◆ Extract
--

Annual report 2017-18: Care processes and outcomes
Published in May 2019, our 2017-18 report covers the health checks (care processes) and outcomes for children and young people with diabetes who have attended PDUs (paediatric diabetes units) from 1 April 2017 to 31 March 2018.
The report aims to address a series of questions relating to paediatric diabetes care, which include:
- What proportion of children and young people with diabetes are reported to be receiving key age-specific processes of diabetes care, as recommended by NICE?
- How many achieve outcomes within specified treatment targets?
- Are children and young people with diabetes demonstrating evidence of small vessel (microvascular) disease and/or abnormal risk factors associated with large vessel (macrovascular) disease prior to transition into adult services?
Update to 2017-18 report
Version 2 of the 2017-18 report was published on May 30 with a slightly amended admissions results section, further to the identification and rectification of an error in the admissions data analysis. This error had limited impact and did not affect the overall national picture of admissions. Unit results have been updated in the PDF summary results generator for this audit year.
You can download the 2017-18 report below.
- The national average HbA1c remained stable at 64.0 mmol/mol between 2016-17 and 2017-18. It is hoped that national improvements in HbA1c will be evidenced in future annual reports further to widespread participation in the RCPCH Diabetes Quality Programme.
- Considerable variation in HbA1c target outcomes amongst children and young people with Type 1 diabetes persists between PDUs even after case-mix adjustment.
- There has been a further increase in the completion rate of recommended health checks with over 85% being received by children and young people with Type 1 diabetes in 2017-18.
- Nearly a third of (28.2%) children and young people with Type 1 diabetes with a recorded outcome of psychological support were assessed as requiring additional psychological or CAMHS (child and adolescent mental health services) support outside of MDT (multidisciplinary team) clinics, with a higher proportion of adolescent girls requiring support compared with adolescent boys.
- The gap between pump usage amongst children and young people with Type 1 diabetes living in the most and least deprived areas has widened with time, from 18.4% versus 26.3% (a difference of 7.9 percentage points) in 2014-15, to 29.0% versus 41.1%, in 2017-18, respectively (a difference of 12 percentage points).

--

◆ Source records
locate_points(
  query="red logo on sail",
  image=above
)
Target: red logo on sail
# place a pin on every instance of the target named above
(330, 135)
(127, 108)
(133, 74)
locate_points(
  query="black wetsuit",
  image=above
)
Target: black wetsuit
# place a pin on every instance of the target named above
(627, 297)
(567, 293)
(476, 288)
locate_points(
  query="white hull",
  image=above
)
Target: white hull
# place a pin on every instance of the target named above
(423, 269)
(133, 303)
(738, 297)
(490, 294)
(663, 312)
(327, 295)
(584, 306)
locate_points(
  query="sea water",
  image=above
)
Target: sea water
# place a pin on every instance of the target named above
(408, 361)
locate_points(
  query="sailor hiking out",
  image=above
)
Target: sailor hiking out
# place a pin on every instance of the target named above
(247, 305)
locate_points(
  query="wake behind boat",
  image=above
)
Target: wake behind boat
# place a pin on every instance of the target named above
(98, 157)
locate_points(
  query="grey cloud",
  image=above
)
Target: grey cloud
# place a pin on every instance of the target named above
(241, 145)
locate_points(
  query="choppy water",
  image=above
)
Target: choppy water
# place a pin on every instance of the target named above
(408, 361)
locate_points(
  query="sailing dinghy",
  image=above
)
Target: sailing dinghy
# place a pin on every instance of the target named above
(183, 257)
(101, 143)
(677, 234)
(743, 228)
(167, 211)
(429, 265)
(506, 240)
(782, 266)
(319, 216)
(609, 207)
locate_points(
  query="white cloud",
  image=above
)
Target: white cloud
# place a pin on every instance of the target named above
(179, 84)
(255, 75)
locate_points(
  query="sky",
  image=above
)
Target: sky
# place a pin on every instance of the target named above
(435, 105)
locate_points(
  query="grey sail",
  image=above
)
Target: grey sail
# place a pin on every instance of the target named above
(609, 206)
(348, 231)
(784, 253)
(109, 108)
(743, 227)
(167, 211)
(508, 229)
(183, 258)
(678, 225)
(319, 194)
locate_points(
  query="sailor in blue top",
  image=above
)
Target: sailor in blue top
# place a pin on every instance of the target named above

--

◆ What to work on
A. Answer these questions from the diabetes report.
(i) On what date was Version 2 of the 2017-18 report published?
(ii) What was the national average HbA1c in 2017-18?
(iii) What percentage of children and young people with Type 1 diabetes who had a recorded outcome of psychological support were assessed as needing additional psychological or CAMHS support outside of MDT clinics?
B. For each statement, say whether the diabetes report supports it. Give yes or no and quote the words that decide it.
(i) The error in the admissions data analysis changed the overall national picture of admissions.
(ii) The report covers children and young people who attended PDUs from 1 April 2017 to 31 March 2018.
(iii) Variation in HbA1c target outcomes between PDUs disappeared once case-mix adjustment was applied.
C. List every abbreviation that the diabetes report spells out, and give the full form the report provides for each.

◆ Responses per task
A.
(i) May 30
(ii) 64.0 mmol/mol
(iii) 28.2%

B.
(i) No: "did not affect the overall national picture of admissions"
(ii) Yes: "who have attended PDUs (paediatric diabetes units) from 1 April 2017 to 31 March 2018"
(iii) No: "persists between PDUs even after case-mix adjustment"

C.
- PDUs: paediatric diabetes units
- CAMHS: child and adolescent mental health services
- MDT: multidisciplinary team